YOUR GOAL: Identify every line in the records below that contains the string "hill", and copy each of those lines in full. Case counts.

────────────────────────────────────────

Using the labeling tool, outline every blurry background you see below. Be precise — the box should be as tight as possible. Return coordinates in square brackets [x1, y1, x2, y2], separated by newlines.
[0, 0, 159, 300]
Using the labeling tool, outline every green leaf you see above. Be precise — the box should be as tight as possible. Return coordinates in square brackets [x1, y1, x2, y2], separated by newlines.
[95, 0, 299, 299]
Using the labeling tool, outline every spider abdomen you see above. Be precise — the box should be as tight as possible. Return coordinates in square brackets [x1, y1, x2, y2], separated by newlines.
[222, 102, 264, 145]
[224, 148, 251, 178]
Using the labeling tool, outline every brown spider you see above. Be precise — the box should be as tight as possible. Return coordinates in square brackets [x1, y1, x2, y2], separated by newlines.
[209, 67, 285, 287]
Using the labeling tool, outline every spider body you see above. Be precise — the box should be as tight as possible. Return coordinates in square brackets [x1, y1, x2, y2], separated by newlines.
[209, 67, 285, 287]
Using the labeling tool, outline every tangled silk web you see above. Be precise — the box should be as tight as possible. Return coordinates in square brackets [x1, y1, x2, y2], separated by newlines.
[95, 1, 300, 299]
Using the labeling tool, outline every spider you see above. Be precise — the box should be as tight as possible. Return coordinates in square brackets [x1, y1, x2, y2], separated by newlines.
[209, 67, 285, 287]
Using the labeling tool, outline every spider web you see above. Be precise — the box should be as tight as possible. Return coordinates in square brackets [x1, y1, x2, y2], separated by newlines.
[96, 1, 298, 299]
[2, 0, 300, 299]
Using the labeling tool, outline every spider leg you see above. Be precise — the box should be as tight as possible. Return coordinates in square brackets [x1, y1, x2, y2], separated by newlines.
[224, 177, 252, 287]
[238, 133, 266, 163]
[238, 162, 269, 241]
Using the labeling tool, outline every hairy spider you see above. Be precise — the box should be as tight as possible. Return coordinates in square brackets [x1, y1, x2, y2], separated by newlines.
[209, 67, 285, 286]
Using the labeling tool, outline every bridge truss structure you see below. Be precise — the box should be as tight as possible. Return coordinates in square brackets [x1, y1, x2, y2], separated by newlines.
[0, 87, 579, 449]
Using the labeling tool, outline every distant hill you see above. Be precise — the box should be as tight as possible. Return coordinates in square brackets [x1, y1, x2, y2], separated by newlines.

────────────────────────────────────────

TASK OUTPUT:
Using the labeling tool, outline every distant hill you see above. Be precise — the box should be as tight as possible. Return coordinates in square brackets [x1, y1, x2, y2], separated by newlines.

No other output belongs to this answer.